# RECORD SET start
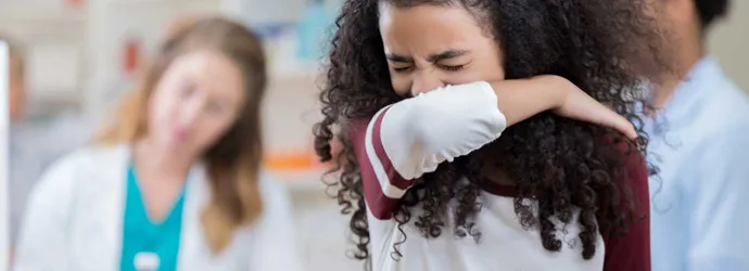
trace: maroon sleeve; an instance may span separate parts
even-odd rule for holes
[[[635,222],[627,229],[626,235],[605,236],[604,271],[650,271],[650,197],[647,167],[636,151],[629,155],[625,166],[635,201],[635,214],[631,214]],[[640,219],[643,215],[645,219]]]
[[[390,219],[392,210],[397,203],[397,197],[388,196],[384,190],[407,190],[411,180],[406,180],[395,170],[395,167],[388,158],[383,142],[380,138],[380,127],[382,119],[388,111],[373,119],[353,120],[350,127],[350,138],[356,154],[356,160],[361,171],[361,183],[364,185],[364,196],[369,211],[380,220]],[[367,136],[367,129],[372,126],[371,136]],[[371,149],[367,150],[367,144]],[[381,175],[378,176],[376,167],[380,168]],[[380,180],[383,179],[383,180]],[[383,185],[385,188],[383,188]]]

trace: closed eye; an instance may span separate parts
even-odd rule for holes
[[[437,65],[437,66],[439,66],[440,68],[443,68],[443,69],[445,69],[445,70],[449,70],[449,72],[458,72],[458,70],[464,69],[464,68],[466,67],[466,65],[450,65],[450,66],[448,66],[448,65]]]
[[[414,66],[408,66],[408,67],[394,67],[393,72],[395,73],[404,73],[408,72],[409,69],[414,68]]]

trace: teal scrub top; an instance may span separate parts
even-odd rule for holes
[[[142,254],[141,257],[143,255],[157,256],[158,269],[156,270],[158,271],[177,270],[183,204],[185,189],[182,189],[164,221],[151,221],[138,186],[136,170],[132,164],[127,167],[127,197],[123,223],[120,271],[141,271],[135,266],[138,254]]]

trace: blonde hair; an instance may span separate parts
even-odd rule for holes
[[[147,132],[147,104],[155,85],[170,63],[195,50],[221,53],[242,70],[246,102],[242,114],[204,159],[211,179],[212,198],[201,222],[212,250],[218,253],[236,230],[252,223],[263,211],[258,171],[263,155],[261,101],[266,86],[265,56],[257,37],[234,22],[212,17],[195,20],[167,37],[154,63],[135,90],[127,93],[112,125],[103,127],[94,141],[103,144],[132,142]]]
# RECORD SET end
• _GIVEN EXERCISE_
Copy every item above character for character, but leave out the pictures.

• _SOLUTION FOR THIS EXERCISE_
trace: maroon sleeve; an instance may span separate parts
even-odd rule for holes
[[[635,222],[627,229],[626,235],[605,236],[604,271],[650,271],[650,197],[647,167],[636,151],[629,155],[625,166],[635,201],[635,214],[631,214]],[[640,219],[643,215],[645,219]]]
[[[390,219],[392,210],[397,203],[397,197],[388,196],[384,190],[407,190],[411,180],[406,180],[395,170],[395,167],[388,158],[383,142],[380,138],[380,127],[382,119],[388,111],[373,119],[353,120],[350,127],[350,138],[356,154],[356,160],[361,171],[361,183],[364,185],[364,196],[369,211],[380,220]],[[367,136],[367,129],[372,126],[371,136]],[[371,149],[367,150],[367,144]],[[381,175],[378,176],[376,167],[380,168]],[[380,180],[383,179],[383,180]],[[383,185],[385,188],[383,188]]]

trace: closed eye; an instance may span separate parts
even-odd rule for holes
[[[437,65],[437,66],[439,66],[440,68],[443,68],[443,69],[445,69],[445,70],[449,70],[449,72],[458,72],[458,70],[464,69],[464,68],[466,67],[466,65],[450,65],[450,66],[448,66],[448,65]]]
[[[414,66],[408,66],[408,67],[394,67],[393,72],[395,73],[404,73],[408,72],[409,69],[414,68]]]

trace: teal scrub top; an instance may span separate parts
even-odd rule for holes
[[[142,254],[141,257],[143,255],[157,256],[158,269],[156,270],[158,271],[177,270],[183,204],[185,189],[182,189],[164,221],[151,221],[138,186],[136,170],[132,164],[127,167],[127,197],[123,223],[120,271],[141,271],[135,266],[138,254]]]

trace: blonde hair; an instance may span separate parts
even-odd rule for holes
[[[147,132],[147,104],[155,85],[170,63],[195,50],[221,53],[242,70],[246,102],[242,114],[204,159],[211,179],[212,198],[201,222],[212,250],[218,253],[236,230],[252,223],[263,211],[258,171],[263,155],[261,101],[266,86],[265,56],[257,37],[234,22],[212,17],[195,20],[167,37],[154,63],[135,90],[127,93],[112,125],[103,127],[94,141],[103,144],[132,142]]]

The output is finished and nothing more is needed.